====== EXTRACT PROVIDED

Recap: The oil market on Tuesday posted an inside trading day as the market waited for news on whether there would be a deal to extend the current ceasefire between the U.S. and Iran. The crude market traded lower in overnight trading, posting a low of $90.12 as Iran reviewed a proposed agreement with the U.S. after President Donald Trump said negotiations were continuing and there would be a deal over the next week to extend the ceasefire and reopen the Strait of Hormuz. However, the market bounced off its low early in the morning and never looked back as it extended its gains to over $1.80 ahead of the close. The market posted a high of $94 as Iranian media reported that Iran had not communicated with the U.S. for a few days, contradicting President Trump’s statement that negotiations were ongoing. Also, while, U.S. Secretary of State Marco Rubio said that Iran agreed to negotiate aspects of its nuclear program that it previously refused to discuss, he added that it was not a guarantee that negotiations would lead to a deal. The July WTI contract settled up $1.60 at $93.76 and the August Brent contract settled up $1.02 at $96.00. The product markets ended the session higher, with the heating oil market settling up 5.93 cents at $3.6987 and the RB market settling up 5.96 cents at $3.1443.

============
====== DATA ENTRIES

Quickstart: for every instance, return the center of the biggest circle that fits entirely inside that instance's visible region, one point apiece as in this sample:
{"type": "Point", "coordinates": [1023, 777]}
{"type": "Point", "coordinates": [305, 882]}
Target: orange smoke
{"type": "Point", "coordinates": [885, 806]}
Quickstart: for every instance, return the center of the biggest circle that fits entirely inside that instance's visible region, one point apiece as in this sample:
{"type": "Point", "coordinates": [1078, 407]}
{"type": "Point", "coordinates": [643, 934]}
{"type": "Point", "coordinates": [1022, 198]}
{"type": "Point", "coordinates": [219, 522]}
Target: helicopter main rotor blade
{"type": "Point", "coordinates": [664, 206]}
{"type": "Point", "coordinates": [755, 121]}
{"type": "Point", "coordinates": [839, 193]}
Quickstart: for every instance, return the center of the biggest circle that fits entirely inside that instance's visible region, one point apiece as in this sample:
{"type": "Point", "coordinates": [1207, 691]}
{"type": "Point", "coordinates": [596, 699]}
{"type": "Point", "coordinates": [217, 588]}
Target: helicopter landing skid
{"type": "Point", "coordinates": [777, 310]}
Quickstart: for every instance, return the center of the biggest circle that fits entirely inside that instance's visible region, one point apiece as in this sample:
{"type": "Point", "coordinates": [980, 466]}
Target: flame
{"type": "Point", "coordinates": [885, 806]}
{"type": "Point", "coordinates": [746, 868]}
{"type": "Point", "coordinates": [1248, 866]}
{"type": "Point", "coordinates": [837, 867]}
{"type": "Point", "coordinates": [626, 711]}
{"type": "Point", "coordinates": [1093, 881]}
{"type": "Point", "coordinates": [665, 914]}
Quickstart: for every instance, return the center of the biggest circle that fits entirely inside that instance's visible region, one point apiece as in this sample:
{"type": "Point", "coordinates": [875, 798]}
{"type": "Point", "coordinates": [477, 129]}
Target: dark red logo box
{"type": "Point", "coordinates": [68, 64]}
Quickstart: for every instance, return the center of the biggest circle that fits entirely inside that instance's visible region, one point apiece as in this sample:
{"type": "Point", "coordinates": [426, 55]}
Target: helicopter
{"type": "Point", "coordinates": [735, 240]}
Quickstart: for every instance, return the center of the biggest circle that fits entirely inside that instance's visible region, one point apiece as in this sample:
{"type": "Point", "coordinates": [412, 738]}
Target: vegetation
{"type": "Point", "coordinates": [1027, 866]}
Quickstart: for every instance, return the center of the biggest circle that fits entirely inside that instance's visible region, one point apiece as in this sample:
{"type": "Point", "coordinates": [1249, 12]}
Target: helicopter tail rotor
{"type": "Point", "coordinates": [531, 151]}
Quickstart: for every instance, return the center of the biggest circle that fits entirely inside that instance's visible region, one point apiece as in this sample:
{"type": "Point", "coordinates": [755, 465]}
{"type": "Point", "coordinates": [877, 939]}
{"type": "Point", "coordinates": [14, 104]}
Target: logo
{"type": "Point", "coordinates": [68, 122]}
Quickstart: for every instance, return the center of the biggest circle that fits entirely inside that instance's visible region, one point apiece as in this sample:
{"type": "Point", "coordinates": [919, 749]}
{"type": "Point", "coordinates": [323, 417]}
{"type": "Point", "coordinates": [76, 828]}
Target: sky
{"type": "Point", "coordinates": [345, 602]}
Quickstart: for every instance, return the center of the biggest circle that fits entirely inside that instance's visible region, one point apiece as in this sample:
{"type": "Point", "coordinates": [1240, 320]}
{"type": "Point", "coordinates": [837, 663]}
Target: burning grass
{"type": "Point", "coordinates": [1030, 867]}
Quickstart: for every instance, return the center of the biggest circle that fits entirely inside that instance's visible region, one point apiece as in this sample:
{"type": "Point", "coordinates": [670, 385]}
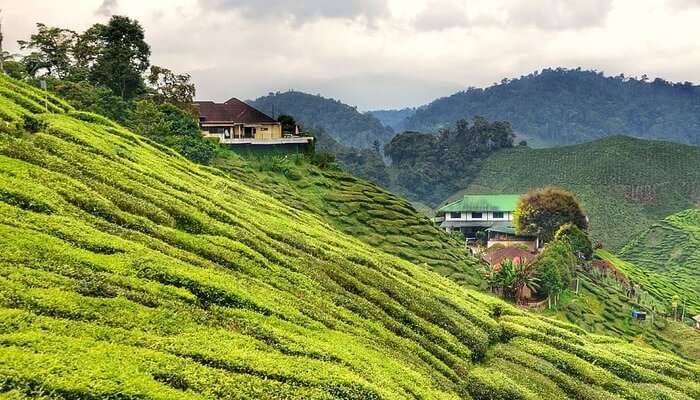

============

• **TASK SET**:
#1 Decide whether each statement agrees with the oil market recap: (a) The July WTI contract settled at $93.76. (b) Crude posted an overnight low of $94. (c) Marco Rubio said negotiations were certain to produce a deal. Answer each with yes or no and quote the words from the recap that decide it.
#2 According to the oil market recap, where did the heating oil market settle?

• **WRITTEN RESPONSES**:
#1
(a) Yes: "The July WTI contract settled up $1.60 at $93.76"
(b) No: "posting a low of $90.12"
(c) No: "he added that it was not a guarantee that negotiations would lead to a deal"

#2 It settled up 5.93 cents at $3.6987.